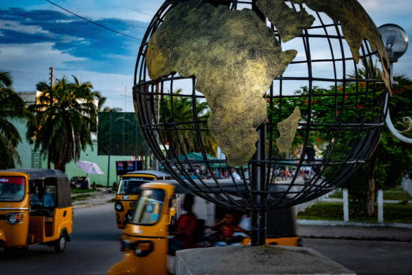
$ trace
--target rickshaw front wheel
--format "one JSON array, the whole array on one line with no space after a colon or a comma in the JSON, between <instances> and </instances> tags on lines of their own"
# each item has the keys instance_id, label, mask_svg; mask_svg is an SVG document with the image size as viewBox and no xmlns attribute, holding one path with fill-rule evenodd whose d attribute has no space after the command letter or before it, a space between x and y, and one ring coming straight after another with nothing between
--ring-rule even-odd
<instances>
[{"instance_id":1,"label":"rickshaw front wheel","mask_svg":"<svg viewBox=\"0 0 412 275\"><path fill-rule=\"evenodd\" d=\"M54 252L56 253L61 253L66 248L66 236L62 234L60 237L56 240L54 243Z\"/></svg>"}]
</instances>

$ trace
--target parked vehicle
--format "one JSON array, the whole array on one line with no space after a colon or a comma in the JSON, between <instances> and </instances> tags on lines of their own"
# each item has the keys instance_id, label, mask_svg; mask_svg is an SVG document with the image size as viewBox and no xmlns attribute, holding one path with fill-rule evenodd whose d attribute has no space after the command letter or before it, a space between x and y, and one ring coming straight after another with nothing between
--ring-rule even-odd
<instances>
[{"instance_id":1,"label":"parked vehicle","mask_svg":"<svg viewBox=\"0 0 412 275\"><path fill-rule=\"evenodd\" d=\"M70 188L77 189L89 189L90 179L86 177L72 177L70 179Z\"/></svg>"},{"instance_id":2,"label":"parked vehicle","mask_svg":"<svg viewBox=\"0 0 412 275\"><path fill-rule=\"evenodd\" d=\"M221 187L225 188L223 184ZM189 191L173 181L169 181L169 183L148 182L142 184L140 188L141 192L135 210L122 237L121 250L124 252L124 259L113 265L108 274L167 274L168 272L169 226L176 220L176 214L181 212L181 204L177 198L183 196L179 195ZM203 199L196 197L196 199ZM206 205L214 206L205 202L194 206L194 212L198 219L199 217L207 217L201 212L202 210L210 211L209 208L205 207ZM223 215L224 208L216 207L214 209L216 217ZM267 244L298 245L294 209L269 211L267 220ZM203 223L210 225L209 221L205 223L205 220ZM201 232L204 229L198 228ZM199 247L204 243L209 243L206 236L199 238ZM244 238L242 244L248 243L250 243L250 239Z\"/></svg>"},{"instance_id":3,"label":"parked vehicle","mask_svg":"<svg viewBox=\"0 0 412 275\"><path fill-rule=\"evenodd\" d=\"M166 172L150 170L129 172L122 176L115 203L117 228L124 228L124 226L132 218L136 200L140 195L141 184L170 178L170 175Z\"/></svg>"},{"instance_id":4,"label":"parked vehicle","mask_svg":"<svg viewBox=\"0 0 412 275\"><path fill-rule=\"evenodd\" d=\"M0 247L45 244L61 252L70 241L71 197L67 175L57 170L0 170Z\"/></svg>"}]
</instances>

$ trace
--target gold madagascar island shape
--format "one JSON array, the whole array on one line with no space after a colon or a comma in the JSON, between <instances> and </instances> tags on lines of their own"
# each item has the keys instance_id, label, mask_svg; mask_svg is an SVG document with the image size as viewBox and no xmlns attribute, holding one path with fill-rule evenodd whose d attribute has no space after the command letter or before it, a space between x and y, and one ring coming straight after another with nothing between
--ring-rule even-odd
<instances>
[{"instance_id":1,"label":"gold madagascar island shape","mask_svg":"<svg viewBox=\"0 0 412 275\"><path fill-rule=\"evenodd\" d=\"M191 0L168 13L150 37L146 62L152 79L173 72L196 76L211 111L208 128L234 166L256 151L256 129L267 116L263 96L296 54L283 52L252 10Z\"/></svg>"}]
</instances>

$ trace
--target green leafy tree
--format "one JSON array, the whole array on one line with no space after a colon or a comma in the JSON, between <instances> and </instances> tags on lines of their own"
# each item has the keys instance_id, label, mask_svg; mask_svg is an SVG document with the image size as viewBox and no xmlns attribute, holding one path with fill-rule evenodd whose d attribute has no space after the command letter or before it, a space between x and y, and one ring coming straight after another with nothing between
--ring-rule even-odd
<instances>
[{"instance_id":1,"label":"green leafy tree","mask_svg":"<svg viewBox=\"0 0 412 275\"><path fill-rule=\"evenodd\" d=\"M44 82L37 89L42 94L37 103L29 107L35 115L27 123L27 138L56 169L65 170L67 163L79 160L87 145L93 146L91 133L97 129L98 102L105 100L92 91L90 82L82 83L73 76L65 77L52 88ZM98 104L95 104L95 101Z\"/></svg>"},{"instance_id":2,"label":"green leafy tree","mask_svg":"<svg viewBox=\"0 0 412 275\"><path fill-rule=\"evenodd\" d=\"M190 96L185 96L179 89L173 96L163 96L160 103L161 123L164 123L166 129L160 129L159 138L165 143L181 144L176 146L174 153L176 155L185 153L200 151L199 142L196 133L195 126L185 122L194 120L193 100ZM207 119L210 116L210 107L207 102L200 102L196 100L196 117L199 121L201 141L207 153L216 155L217 142L211 133L207 130Z\"/></svg>"},{"instance_id":3,"label":"green leafy tree","mask_svg":"<svg viewBox=\"0 0 412 275\"><path fill-rule=\"evenodd\" d=\"M275 124L288 118L295 106L299 106L301 110L301 122L307 121L310 115L310 121L313 125L336 123L350 125L352 123L373 122L374 112L378 113L376 112L380 111L383 107L385 87L383 84L373 84L366 80L368 78L379 78L376 63L369 61L367 63L363 62L363 67L350 74L348 77L365 79L365 81L349 82L345 87L332 86L330 89L315 87L313 88L310 102L307 87L301 87L295 92L295 96L299 96L299 98L284 98L282 102L279 99L274 98L275 104L273 109L276 110L277 106L282 104L282 112L277 111L271 113L273 122ZM402 130L409 126L402 121L403 118L411 117L412 115L410 108L412 82L404 76L394 78L398 84L393 87L394 94L390 98L389 108L392 120L397 122L396 126ZM377 91L377 93L370 92L372 90ZM271 113L270 110L268 113ZM299 126L293 148L302 146L306 132L305 126ZM323 143L330 144L332 142L331 137L336 138L331 133L329 130L317 131L316 126L312 126L308 136L308 146L322 147ZM358 138L363 134L363 132L360 133ZM407 135L408 133L405 135ZM337 138L340 142L334 145L332 151L328 152L323 150L321 152L323 159L331 156L333 160L344 160L344 156L348 153L347 144L351 144L352 141L358 138L356 138L356 132L351 132L350 127L347 130L345 130L345 127L341 127ZM275 138L273 140L275 142ZM342 142L343 140L347 142ZM380 141L372 155L343 184L343 187L349 189L351 206L356 208L356 213L365 213L369 216L374 214L374 204L377 188L387 188L399 184L403 175L412 170L411 146L411 144L394 138L387 127L383 128ZM328 147L331 146L325 146ZM351 148L352 146L348 148ZM326 168L323 176L333 176L333 168Z\"/></svg>"},{"instance_id":4,"label":"green leafy tree","mask_svg":"<svg viewBox=\"0 0 412 275\"><path fill-rule=\"evenodd\" d=\"M24 101L12 88L12 82L10 73L0 72L0 169L14 168L14 160L20 162L16 147L21 138L11 120L30 117Z\"/></svg>"}]
</instances>

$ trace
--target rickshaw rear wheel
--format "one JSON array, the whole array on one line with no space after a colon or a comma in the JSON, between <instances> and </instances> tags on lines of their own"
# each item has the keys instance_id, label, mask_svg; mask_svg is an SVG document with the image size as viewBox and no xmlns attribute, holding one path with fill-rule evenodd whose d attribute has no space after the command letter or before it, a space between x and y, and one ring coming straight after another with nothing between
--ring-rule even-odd
<instances>
[{"instance_id":1,"label":"rickshaw rear wheel","mask_svg":"<svg viewBox=\"0 0 412 275\"><path fill-rule=\"evenodd\" d=\"M66 248L66 236L64 234L60 235L60 237L56 240L54 243L54 252L56 253L61 253Z\"/></svg>"}]
</instances>

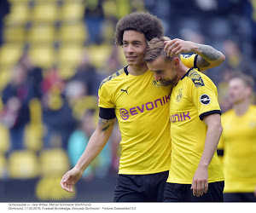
========================
## [WHAT NEEDS TO BE DONE]
Copy out the part of the entries that opens at their start and closes with the line containing "252L56 253L61 253L66", keeping both ends and leaving out the pictures.

## [EXERCISE ANSWER]
$ trace
--target rickshaw front wheel
--format "one JSON array, the whole array on one line with no space after a colon or a comma in the JSON, between <instances> and </instances> tags on lines of their own"
# each item has the keys instance_id, label, mask_svg; mask_svg is an SVG document with the image size as viewBox and no xmlns attribute, holding one path with fill-rule evenodd whose d attribute has no space after the command letter or before it, a space between x and y, and one ring coming straight after another with nothing between
--ring-rule even-odd
<instances>
[{"instance_id":1,"label":"rickshaw front wheel","mask_svg":"<svg viewBox=\"0 0 412 275\"><path fill-rule=\"evenodd\" d=\"M54 252L56 253L61 253L66 248L66 236L62 234L60 237L56 240L54 243Z\"/></svg>"}]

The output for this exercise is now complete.